[Dataset excerpts]
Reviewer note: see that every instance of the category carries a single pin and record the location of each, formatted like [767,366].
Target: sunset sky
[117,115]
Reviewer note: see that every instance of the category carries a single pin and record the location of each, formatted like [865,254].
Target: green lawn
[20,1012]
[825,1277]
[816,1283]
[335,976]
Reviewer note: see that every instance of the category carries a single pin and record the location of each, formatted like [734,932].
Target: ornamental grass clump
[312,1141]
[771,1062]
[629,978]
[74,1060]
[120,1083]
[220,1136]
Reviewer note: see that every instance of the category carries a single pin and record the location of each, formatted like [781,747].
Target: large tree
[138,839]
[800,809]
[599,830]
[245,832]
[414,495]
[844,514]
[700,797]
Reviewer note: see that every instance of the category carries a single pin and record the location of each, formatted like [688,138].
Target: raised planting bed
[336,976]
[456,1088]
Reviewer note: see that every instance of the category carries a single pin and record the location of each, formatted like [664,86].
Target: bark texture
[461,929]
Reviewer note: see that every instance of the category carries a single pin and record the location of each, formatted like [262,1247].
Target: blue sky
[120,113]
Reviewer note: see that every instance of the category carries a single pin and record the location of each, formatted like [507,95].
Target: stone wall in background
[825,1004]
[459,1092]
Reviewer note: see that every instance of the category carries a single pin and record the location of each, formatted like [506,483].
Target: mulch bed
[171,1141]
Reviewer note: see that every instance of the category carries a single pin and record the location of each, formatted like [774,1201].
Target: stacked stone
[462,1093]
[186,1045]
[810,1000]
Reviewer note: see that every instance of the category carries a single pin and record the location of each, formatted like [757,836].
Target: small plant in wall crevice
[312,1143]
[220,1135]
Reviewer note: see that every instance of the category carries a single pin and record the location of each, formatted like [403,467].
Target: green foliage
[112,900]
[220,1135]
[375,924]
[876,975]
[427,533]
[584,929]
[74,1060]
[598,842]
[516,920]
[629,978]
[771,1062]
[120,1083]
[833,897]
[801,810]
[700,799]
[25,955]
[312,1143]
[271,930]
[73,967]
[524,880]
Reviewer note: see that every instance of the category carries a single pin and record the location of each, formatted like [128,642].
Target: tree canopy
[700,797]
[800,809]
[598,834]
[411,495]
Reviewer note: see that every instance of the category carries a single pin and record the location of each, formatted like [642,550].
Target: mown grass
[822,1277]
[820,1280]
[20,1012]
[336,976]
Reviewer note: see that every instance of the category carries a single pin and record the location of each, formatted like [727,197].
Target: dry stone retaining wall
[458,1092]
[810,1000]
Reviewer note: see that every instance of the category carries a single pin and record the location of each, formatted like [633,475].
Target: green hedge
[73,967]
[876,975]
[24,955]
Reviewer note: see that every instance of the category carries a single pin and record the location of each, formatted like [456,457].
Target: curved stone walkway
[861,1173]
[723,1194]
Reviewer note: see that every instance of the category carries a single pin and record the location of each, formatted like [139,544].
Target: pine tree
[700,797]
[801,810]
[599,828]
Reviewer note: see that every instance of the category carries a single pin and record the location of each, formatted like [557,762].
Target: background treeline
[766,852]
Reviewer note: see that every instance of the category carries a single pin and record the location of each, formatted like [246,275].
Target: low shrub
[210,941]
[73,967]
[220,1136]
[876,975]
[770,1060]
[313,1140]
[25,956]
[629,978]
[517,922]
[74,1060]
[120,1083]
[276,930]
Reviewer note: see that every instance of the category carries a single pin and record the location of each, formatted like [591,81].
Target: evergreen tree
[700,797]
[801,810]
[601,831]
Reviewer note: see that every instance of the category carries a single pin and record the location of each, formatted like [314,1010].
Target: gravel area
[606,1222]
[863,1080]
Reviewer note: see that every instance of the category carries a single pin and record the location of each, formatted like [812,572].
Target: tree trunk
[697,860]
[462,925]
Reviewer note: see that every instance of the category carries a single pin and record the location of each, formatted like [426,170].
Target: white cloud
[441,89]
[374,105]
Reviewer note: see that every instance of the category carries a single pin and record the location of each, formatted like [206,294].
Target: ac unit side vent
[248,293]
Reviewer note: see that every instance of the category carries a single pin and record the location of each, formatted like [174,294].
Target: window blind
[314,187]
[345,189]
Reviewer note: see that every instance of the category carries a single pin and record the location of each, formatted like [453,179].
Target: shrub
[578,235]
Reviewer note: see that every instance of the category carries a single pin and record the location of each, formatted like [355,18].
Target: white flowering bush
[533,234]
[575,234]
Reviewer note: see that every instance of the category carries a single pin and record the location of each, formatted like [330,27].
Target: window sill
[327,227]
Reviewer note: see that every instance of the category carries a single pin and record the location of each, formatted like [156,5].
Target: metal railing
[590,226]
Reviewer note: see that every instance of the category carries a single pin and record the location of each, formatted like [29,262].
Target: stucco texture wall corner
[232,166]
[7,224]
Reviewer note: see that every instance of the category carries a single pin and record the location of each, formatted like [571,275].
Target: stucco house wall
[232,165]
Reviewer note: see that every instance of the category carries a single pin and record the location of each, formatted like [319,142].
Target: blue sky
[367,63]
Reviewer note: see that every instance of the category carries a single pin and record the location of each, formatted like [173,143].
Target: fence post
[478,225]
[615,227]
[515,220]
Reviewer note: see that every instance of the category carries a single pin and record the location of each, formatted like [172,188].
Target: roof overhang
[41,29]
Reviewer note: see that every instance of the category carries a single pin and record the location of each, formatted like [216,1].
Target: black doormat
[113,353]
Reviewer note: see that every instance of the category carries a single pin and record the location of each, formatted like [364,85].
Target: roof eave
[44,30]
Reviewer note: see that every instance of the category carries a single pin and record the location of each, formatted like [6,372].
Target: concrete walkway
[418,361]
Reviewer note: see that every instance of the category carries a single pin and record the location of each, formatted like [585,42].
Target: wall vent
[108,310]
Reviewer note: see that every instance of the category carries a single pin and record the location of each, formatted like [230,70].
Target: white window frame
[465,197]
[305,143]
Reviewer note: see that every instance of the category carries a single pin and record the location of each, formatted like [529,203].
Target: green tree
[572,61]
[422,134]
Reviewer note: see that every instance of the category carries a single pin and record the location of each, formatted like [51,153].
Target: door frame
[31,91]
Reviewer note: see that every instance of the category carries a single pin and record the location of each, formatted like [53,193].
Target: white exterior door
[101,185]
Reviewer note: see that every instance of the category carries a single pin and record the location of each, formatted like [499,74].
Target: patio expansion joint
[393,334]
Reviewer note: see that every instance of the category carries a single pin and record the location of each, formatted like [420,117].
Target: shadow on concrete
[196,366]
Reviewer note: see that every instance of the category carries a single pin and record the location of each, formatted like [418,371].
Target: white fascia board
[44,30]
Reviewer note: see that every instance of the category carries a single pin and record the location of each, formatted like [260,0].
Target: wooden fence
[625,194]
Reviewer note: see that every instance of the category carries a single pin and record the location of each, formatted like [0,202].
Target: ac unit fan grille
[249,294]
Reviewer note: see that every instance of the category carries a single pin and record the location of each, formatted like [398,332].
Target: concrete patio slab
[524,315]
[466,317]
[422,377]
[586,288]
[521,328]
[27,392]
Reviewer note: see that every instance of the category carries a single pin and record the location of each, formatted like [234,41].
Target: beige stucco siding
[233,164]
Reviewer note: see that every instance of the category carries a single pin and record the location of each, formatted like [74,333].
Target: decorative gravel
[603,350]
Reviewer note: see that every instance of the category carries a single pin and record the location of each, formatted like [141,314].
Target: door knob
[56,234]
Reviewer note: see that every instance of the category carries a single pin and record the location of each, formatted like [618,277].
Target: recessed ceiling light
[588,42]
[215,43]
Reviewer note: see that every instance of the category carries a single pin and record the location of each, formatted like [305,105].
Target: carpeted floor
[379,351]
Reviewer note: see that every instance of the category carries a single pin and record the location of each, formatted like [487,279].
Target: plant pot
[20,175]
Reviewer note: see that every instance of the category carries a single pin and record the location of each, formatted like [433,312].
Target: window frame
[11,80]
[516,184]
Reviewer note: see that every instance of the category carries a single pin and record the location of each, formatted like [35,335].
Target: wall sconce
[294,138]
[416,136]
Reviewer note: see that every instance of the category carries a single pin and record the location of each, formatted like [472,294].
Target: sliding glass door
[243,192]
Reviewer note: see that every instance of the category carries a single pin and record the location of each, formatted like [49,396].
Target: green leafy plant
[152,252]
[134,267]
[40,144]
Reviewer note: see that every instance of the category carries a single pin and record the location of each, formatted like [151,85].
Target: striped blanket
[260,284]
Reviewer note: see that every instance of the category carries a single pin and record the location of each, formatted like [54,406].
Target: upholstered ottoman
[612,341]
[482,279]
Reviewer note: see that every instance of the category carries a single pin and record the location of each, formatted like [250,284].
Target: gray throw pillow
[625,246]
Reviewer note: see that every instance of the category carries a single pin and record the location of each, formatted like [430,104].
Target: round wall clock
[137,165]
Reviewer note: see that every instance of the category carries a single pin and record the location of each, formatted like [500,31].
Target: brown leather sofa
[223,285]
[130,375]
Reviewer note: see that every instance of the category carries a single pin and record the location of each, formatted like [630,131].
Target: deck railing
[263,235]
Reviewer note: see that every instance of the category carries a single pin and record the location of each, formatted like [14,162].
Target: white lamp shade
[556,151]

# How to complete this task
When you answer, output each line of the data exactly as given, from its first line up to and including the one with "formatted like [664,86].".

# The completed task
Reviewer note: see that every instance of the category carries a single pin and record the location of each, formatted like [767,366].
Target: sunset sky
[117,115]
Reviewer note: see that every instance of the category carries a single pin and record the location of each, formatted like [865,254].
Target: green lawn
[20,1012]
[825,1277]
[816,1283]
[335,976]
Reviewer note: see that every instance of the category carries a single pin and record the location of each, formatted like [734,932].
Target: ornamental grass clump
[312,1141]
[771,1062]
[629,978]
[74,1060]
[120,1083]
[220,1136]
Reviewer note: see that every instance of the category carries a single pin and record the location of each, formatted like [781,747].
Target: large tree
[138,839]
[800,809]
[599,830]
[245,832]
[414,495]
[844,514]
[700,797]
Reviewer note: see that every instance of the category carries a single pin and record the location of each, formatted like [688,138].
Target: raised planting bed
[336,976]
[456,1088]
Reviewer note: see that every instance of the category carries a single pin and record the location of each, formatted like [664,86].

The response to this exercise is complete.